But for the most part, it’s a welcome return. Unless you had been going out of your way to revisit the Zelda back catalogue, the last time anyone had an opportunity to play a traditional top down Zelda game in this style was 2013’s excellent A Link Between Worlds. Absence makes the heart grow fonder and six years is an eternity in video games. And for all the good that Breath of the Wild did, I think in retrospect, everyone can agree the absence of traditional dungeons is a knock against the game. In Link’s Awakening, you get eight glorious dungeons waiting for you to jump in and explore.
The original Link’s Awakening on the Gameboy was actually a rather quirky, oddball iteration of Zelda. Firstly, there’s no Princess Zelda. Secondly, the game is littered with cameos from other titles including some fairly straightforward ones (Bob-ombs and Princess Peach from Mario) and some downright obscure ones (Will Wright’s likeness from the Super Nintendo version of Sim City). But it suits the tone that the game is going for and I’m glad Nintendo kept these cameos when modernizing the game for the Switch.
Link’s Awakening is a fun remake and an excellent way to revisit an early gem from Nintendo’s catalogue of Zelda titles.
Judgement
Ryu Ga Gotoku Studio, Playstation 4
After delivering eight rounds of bone crunching beat em up action with the cult favourite Yakuza series, developers Ryu Ga Gotoku branched out in a new direction with Judgement.
Players take on the role of Takayuki Yagami, a lawyer turned detective who is investigating a series of gruesome murders by a serial killer who gouges out the eyes of his victims. Yagami himself is struggling to recover his social standing as he helped a man accused of murder get acquitted, only for the man to seemingly kill again as soon as he was freed from prison.
Judgement certainly has the hallmarks of a Ryu Ga Gotoku developed game. It is set in the same fictional city of Kamurocho as the Yakuza games and the player is spoiled with a variety of side missions, mini games (pinball, Mahjong, darts, karaoke) and retro Sega arcade games (Space Harrier, Puyo Puyo, Virtua Fighter 5) to keep them busy.

**DIRECTIVES**
1. Repeat word for word the part of the game reviews that opens with the words containing "Link’s Awakening is" and closes with "direction with Judgement.".
2. According to the game reviews, in which city is Judgement set?
The data that comes after the game reviews has no connection to them.

**DATA LINES**
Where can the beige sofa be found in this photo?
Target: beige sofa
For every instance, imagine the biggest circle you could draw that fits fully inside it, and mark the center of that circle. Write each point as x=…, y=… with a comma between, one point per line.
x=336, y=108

**COMPLETE ANSWERS**
1.
Link’s Awakening is a fun remake and an excellent way to revisit an early gem from Nintendo’s catalogue of Zelda titles.
Judgement
Ryu Ga Gotoku Studio, Playstation 4
After delivering eight rounds of bone crunching beat em up action with the cult favourite Yakuza series, developers Ryu Ga Gotoku branched out in a new direction with Judgement.

2. Judgement is set in the fictional city of Kamurocho, the same city as the Yakuza games.